## Task details:
Pull out every line of the data below that contains the string "positive".

:: Provided information

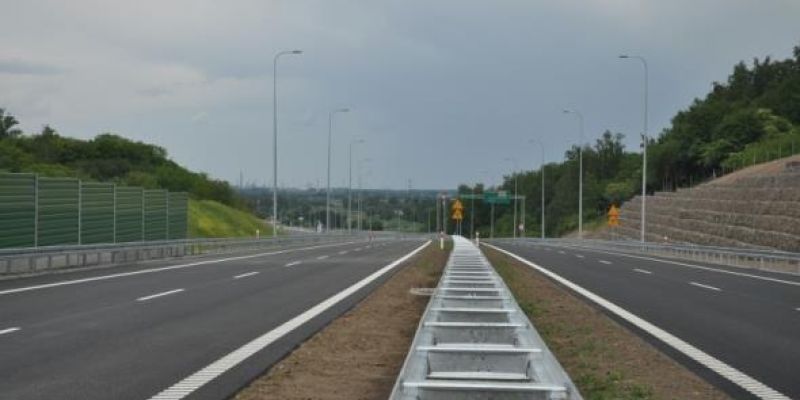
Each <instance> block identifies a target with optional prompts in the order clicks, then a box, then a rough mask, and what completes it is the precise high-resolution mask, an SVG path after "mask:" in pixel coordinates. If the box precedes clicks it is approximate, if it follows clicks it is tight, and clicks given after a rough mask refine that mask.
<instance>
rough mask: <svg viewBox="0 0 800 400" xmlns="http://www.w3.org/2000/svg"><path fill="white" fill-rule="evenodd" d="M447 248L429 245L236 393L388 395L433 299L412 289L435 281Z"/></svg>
mask: <svg viewBox="0 0 800 400" xmlns="http://www.w3.org/2000/svg"><path fill="white" fill-rule="evenodd" d="M448 254H449V252H447V251H441V250H439V247H438V246H435V245H430V246H428V248H427V249H425V250H423V251H422V252H421V253H420V254H419V255H417V256H415V257H414V258H412V259H411V260H409V261H408V262H407V263H406V265H405V266H403V267H402V269H400V270H399V271H398V272H397V273H396V274H395V275H394V276H392V277H391V278H390V279H389V280H388V281H387V282H386V283H385V284H383V285H382V286H381V287H379V288H377V289H376V290H375V291H374V292H373V293H371V294H370V295H369V296H368V297H367V298H365V299H364V300H363V301H362V302H360V303H359V304H358V305H356V306H355V307H354V308H353V309H352V310H350V311H348V312H347V313H345V314H344V315H342V316H341V317H339V318H337V319H336V320H335V321H333V322H332V323H331V324H330V325H328V326H327V327H325V329H323V330H321V331H320V332H318V333H317V334H315V335H314V336H313V337H311V338H310V339H309V340H307V341H306V342H305V343H303V344H302V345H300V347H298V348H297V349H296V350H295V351H293V352H292V353H291V354H290V355H289V356H287V357H286V358H284V359H283V360H282V361H280V362H279V363H277V364H275V365H274V366H273V367H272V368H271V369H270V370H269V371H267V373H266V374H265V375H264V376H262V377H261V378H259V379H257V380H255V381H254V382H252V383H251V384H250V386H248V387H247V388H245V389H243V390H242V391H241V392H240V393H239V394H237V395H236V397H235V399H236V400H256V399H257V400H267V399H304V400H305V399H330V400H354V399H386V398H387V397H389V394H390V393H391V391H392V386H393V385H394V382H395V379H397V374H398V373H399V372H400V368H401V367H402V365H403V360H404V359H405V356H406V353H407V351H408V348H409V346H411V341H412V340H413V339H414V333H415V332H416V329H417V325H418V324H419V319H420V317H421V316H422V313H423V311H425V306H426V305H427V304H428V300H429V298H428V297H425V296H416V295H412V294H410V293H409V290H410V289H412V288H418V287H434V286H436V284H437V282H438V281H439V276H440V275H441V272H442V269H443V268H444V265H445V263H446V262H447V256H448Z"/></svg>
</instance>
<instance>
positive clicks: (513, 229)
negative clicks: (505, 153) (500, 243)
mask: <svg viewBox="0 0 800 400" xmlns="http://www.w3.org/2000/svg"><path fill="white" fill-rule="evenodd" d="M506 161H510V162H511V163H512V165H513V167H514V224H513V225H514V226H513V227H512V229H513V230H514V234H513V238H514V239H516V238H517V209H518V208H519V207H518V206H517V177H518V174H517V171H519V167H518V166H517V159H516V158H513V157H506Z"/></svg>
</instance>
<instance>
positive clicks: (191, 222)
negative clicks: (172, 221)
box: [189, 199, 272, 238]
mask: <svg viewBox="0 0 800 400" xmlns="http://www.w3.org/2000/svg"><path fill="white" fill-rule="evenodd" d="M256 230H259V231H260V232H261V236H267V235H270V234H272V226H271V225H270V224H267V223H265V222H264V221H262V220H261V219H259V218H258V217H256V216H255V215H253V214H250V213H248V212H245V211H241V210H237V209H235V208H232V207H228V206H226V205H224V204H222V203H218V202H216V201H213V200H192V199H190V200H189V237H190V238H221V237H255V236H256Z"/></svg>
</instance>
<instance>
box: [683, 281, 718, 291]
mask: <svg viewBox="0 0 800 400" xmlns="http://www.w3.org/2000/svg"><path fill="white" fill-rule="evenodd" d="M689 284H690V285H692V286H697V287H701V288H703V289H708V290H713V291H715V292H721V291H722V289H720V288H718V287H714V286H710V285H704V284H702V283H697V282H689Z"/></svg>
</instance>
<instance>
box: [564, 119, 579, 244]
mask: <svg viewBox="0 0 800 400" xmlns="http://www.w3.org/2000/svg"><path fill="white" fill-rule="evenodd" d="M564 113H565V114H575V115H576V116H578V123H579V124H580V127H579V128H580V138H581V143H580V145H579V146H578V159H579V160H578V165H579V166H578V239H583V114H581V113H580V112H579V111H577V110H564Z"/></svg>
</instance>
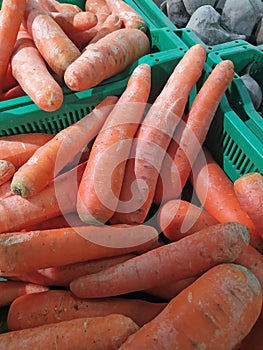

::::

## Solution for this exercise:
positive clicks: (513, 229)
positive clicks: (191, 222)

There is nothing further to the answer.